Please collect every line in the records below that contains the word "front", and copy each of those lines in full.

————

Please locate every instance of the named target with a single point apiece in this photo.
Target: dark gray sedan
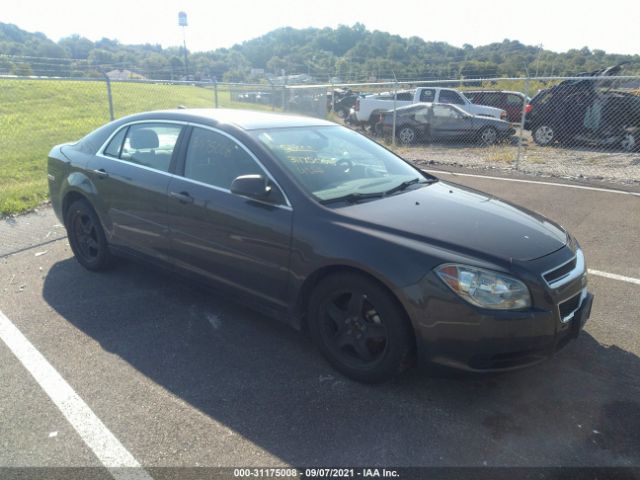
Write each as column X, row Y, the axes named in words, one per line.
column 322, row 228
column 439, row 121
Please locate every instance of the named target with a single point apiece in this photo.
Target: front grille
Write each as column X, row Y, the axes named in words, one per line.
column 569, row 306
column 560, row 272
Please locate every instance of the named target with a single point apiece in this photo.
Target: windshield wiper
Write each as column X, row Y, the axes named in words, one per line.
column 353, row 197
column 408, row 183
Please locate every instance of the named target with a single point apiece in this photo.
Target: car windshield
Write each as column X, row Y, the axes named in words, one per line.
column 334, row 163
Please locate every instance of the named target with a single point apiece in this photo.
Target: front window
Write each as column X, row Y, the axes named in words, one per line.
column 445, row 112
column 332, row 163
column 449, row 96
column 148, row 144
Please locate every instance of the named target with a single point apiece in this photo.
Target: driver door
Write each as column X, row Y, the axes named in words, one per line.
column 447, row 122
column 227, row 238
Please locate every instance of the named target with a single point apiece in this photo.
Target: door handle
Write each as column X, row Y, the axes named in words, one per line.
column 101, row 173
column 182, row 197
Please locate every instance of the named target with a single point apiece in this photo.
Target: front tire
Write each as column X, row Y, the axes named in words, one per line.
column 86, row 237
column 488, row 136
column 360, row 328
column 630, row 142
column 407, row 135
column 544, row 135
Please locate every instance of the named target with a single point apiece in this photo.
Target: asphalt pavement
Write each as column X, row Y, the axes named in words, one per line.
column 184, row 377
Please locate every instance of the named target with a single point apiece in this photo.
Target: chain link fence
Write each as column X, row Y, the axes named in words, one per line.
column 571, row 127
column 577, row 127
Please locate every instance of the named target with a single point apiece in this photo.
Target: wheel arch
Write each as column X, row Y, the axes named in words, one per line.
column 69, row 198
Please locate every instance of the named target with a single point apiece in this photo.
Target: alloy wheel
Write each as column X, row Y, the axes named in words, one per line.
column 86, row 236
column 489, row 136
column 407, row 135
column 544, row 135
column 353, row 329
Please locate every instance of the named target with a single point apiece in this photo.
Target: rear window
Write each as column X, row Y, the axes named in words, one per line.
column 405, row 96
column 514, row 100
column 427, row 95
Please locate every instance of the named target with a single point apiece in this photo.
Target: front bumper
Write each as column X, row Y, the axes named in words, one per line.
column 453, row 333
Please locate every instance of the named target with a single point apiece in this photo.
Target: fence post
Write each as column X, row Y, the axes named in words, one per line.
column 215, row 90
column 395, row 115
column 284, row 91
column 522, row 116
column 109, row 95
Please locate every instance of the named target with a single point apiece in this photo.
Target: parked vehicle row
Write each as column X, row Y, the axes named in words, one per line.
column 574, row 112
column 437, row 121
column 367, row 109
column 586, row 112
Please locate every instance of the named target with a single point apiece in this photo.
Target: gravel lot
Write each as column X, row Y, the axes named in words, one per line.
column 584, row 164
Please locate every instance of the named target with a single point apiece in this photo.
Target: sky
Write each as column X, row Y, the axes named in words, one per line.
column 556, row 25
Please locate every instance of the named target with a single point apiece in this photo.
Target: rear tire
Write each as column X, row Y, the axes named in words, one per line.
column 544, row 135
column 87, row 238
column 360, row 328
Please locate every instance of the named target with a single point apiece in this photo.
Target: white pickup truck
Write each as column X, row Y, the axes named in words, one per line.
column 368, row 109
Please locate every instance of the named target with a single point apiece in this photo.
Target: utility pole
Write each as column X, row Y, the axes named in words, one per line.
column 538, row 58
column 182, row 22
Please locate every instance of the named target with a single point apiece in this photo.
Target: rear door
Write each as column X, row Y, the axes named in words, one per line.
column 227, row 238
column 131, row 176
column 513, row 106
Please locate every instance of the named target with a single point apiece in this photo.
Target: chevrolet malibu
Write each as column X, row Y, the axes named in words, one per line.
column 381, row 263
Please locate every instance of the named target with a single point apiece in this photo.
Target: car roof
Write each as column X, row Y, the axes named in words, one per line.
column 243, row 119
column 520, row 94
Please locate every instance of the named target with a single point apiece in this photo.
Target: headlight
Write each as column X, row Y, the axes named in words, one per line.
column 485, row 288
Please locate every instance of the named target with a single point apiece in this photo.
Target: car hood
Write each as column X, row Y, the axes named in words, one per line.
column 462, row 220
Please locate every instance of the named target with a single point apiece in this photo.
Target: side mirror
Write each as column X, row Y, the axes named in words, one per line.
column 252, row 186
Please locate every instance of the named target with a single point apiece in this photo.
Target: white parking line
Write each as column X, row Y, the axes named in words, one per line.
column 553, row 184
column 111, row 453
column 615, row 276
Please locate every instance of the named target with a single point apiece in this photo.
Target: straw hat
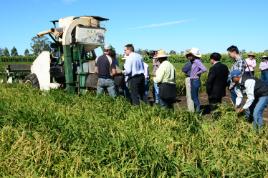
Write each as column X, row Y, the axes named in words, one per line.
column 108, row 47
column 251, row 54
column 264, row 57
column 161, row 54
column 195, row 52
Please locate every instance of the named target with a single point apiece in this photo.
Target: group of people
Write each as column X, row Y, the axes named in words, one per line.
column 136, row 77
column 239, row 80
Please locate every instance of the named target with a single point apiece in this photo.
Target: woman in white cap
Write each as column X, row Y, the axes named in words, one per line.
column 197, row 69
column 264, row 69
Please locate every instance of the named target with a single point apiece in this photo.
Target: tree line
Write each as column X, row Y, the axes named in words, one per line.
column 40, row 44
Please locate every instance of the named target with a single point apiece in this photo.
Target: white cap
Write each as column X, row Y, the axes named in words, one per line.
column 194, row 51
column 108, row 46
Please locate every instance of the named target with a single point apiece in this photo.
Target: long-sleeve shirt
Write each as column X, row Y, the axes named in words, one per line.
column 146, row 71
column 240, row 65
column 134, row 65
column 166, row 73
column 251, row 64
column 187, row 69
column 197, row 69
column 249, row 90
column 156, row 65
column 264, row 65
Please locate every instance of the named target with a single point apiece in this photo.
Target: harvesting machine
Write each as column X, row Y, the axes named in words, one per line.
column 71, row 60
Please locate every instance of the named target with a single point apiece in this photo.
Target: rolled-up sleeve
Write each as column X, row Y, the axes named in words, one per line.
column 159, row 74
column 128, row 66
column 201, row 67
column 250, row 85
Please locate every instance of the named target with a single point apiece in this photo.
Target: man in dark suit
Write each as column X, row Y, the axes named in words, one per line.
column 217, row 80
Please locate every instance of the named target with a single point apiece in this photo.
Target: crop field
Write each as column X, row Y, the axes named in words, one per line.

————

■ EXERCISE SOLUTION ■
Target: front grille
Target: front window
Target: front tire
Target: front bumper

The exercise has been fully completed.